* **Request**: In the data below, copy the lines from the one containing "Placement rule: one point per instance of the paved" through the one containing "column 1205, row 522", both included, character for character.

* **Information provided**:
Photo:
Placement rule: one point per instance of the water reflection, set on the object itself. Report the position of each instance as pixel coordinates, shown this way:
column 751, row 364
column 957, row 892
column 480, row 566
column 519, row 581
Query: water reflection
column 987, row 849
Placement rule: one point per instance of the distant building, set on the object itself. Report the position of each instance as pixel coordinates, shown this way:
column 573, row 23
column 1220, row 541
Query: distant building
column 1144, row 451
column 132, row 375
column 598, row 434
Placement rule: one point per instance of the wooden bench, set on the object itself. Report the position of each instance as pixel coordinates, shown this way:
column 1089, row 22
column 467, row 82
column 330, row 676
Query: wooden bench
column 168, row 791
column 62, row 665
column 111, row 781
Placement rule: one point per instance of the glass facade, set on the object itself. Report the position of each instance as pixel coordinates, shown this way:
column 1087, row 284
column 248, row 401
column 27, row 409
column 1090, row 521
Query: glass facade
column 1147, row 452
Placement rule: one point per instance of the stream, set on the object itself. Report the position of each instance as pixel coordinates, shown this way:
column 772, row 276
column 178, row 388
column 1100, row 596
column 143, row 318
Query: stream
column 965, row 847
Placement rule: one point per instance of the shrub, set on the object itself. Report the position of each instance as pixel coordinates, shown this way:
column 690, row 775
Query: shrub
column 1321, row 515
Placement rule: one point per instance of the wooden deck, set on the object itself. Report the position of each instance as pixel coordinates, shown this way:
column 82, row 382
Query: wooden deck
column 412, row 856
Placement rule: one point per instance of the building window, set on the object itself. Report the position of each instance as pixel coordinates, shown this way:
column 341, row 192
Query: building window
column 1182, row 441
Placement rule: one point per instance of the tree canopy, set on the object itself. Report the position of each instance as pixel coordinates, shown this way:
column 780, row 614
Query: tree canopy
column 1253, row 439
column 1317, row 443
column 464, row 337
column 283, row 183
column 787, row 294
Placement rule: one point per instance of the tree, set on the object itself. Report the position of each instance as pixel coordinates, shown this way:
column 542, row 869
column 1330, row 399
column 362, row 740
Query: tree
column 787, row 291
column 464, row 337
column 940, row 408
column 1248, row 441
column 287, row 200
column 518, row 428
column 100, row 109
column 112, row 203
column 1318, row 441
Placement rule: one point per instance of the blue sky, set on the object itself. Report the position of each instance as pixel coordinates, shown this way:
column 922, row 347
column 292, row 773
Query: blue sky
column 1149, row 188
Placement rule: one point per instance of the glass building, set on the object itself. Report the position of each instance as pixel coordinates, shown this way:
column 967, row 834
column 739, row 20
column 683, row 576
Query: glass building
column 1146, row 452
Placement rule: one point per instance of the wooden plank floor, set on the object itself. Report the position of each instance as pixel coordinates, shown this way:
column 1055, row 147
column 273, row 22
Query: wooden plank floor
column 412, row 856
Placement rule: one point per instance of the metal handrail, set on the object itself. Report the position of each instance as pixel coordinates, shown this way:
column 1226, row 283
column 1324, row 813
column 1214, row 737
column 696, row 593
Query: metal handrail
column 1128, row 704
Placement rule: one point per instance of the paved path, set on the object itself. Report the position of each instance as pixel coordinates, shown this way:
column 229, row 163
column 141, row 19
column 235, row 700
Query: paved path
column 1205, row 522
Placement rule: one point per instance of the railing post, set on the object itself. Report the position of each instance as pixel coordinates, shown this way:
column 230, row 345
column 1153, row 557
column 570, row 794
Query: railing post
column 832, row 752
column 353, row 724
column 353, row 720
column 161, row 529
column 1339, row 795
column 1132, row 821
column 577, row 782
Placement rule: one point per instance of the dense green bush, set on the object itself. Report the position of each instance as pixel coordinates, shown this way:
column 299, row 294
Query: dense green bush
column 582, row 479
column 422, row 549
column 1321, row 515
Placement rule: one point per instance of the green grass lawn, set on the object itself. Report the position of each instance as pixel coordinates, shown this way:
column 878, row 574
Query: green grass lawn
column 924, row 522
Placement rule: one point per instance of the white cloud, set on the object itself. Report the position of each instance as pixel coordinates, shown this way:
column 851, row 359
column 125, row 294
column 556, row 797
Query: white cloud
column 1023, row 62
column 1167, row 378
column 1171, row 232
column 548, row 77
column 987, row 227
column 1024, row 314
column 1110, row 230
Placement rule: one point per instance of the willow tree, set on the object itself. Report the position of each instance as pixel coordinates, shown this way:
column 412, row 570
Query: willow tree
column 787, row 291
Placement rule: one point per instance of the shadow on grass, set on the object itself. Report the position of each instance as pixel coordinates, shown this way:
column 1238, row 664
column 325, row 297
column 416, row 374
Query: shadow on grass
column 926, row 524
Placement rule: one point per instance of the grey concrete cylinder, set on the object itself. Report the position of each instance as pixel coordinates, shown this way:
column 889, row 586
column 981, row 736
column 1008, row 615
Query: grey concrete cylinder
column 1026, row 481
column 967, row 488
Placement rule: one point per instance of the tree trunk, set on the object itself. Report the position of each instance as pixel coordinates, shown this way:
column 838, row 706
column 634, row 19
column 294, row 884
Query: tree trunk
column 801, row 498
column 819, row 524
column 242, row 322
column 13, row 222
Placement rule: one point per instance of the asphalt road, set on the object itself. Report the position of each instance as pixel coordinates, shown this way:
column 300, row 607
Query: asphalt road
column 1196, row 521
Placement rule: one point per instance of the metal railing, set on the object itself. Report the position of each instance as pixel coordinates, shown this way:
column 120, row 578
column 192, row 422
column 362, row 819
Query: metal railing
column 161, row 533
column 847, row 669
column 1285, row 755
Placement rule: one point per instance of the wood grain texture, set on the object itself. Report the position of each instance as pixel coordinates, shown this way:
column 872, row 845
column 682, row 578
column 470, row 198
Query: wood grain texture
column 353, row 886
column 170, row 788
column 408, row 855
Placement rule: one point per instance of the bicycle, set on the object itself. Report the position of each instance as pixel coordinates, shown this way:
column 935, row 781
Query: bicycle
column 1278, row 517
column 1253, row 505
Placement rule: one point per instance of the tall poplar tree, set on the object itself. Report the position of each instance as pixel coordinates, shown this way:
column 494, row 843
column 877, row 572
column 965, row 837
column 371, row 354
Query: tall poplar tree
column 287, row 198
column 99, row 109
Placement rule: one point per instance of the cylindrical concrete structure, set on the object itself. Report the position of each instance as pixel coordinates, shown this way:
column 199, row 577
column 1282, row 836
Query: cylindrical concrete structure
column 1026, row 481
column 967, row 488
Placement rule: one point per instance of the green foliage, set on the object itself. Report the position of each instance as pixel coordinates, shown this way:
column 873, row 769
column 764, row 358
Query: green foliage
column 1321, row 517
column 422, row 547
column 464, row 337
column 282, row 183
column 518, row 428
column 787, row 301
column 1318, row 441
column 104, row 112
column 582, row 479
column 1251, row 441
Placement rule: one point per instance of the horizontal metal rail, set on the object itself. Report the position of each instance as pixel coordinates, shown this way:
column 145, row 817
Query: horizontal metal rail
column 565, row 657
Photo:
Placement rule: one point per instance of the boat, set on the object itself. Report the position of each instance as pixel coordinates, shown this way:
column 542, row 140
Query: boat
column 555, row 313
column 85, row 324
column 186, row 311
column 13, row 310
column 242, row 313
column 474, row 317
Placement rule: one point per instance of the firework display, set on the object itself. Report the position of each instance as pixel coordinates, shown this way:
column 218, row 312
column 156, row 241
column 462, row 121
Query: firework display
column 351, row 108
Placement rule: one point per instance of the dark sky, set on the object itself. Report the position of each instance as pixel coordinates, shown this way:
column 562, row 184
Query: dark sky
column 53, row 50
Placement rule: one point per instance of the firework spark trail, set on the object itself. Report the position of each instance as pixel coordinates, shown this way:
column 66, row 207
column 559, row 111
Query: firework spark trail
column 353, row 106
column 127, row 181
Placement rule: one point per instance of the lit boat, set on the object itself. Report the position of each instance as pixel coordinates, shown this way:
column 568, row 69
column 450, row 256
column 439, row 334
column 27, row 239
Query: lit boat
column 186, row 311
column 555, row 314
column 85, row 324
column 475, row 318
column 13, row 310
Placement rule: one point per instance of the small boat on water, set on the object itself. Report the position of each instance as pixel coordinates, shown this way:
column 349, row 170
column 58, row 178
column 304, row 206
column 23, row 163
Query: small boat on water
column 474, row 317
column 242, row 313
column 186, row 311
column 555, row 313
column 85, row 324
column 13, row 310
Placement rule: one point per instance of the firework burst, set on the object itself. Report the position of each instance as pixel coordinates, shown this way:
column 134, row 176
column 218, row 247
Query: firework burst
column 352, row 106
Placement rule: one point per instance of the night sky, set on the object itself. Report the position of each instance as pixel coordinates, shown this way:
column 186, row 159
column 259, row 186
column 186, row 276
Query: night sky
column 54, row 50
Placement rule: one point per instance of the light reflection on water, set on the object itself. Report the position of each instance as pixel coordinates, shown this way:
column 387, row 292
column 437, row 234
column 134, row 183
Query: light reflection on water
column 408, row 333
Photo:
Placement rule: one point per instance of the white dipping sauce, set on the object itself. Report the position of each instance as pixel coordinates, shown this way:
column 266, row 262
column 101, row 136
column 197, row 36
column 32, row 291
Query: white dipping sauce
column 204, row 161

* **Response to the exercise**:
Placement rule: one point per instance of the paved path, set on the object itself. Report the position of each instance as pixel coordinates, shown this way:
column 229, row 163
column 141, row 19
column 235, row 700
Query: paved path
column 1205, row 522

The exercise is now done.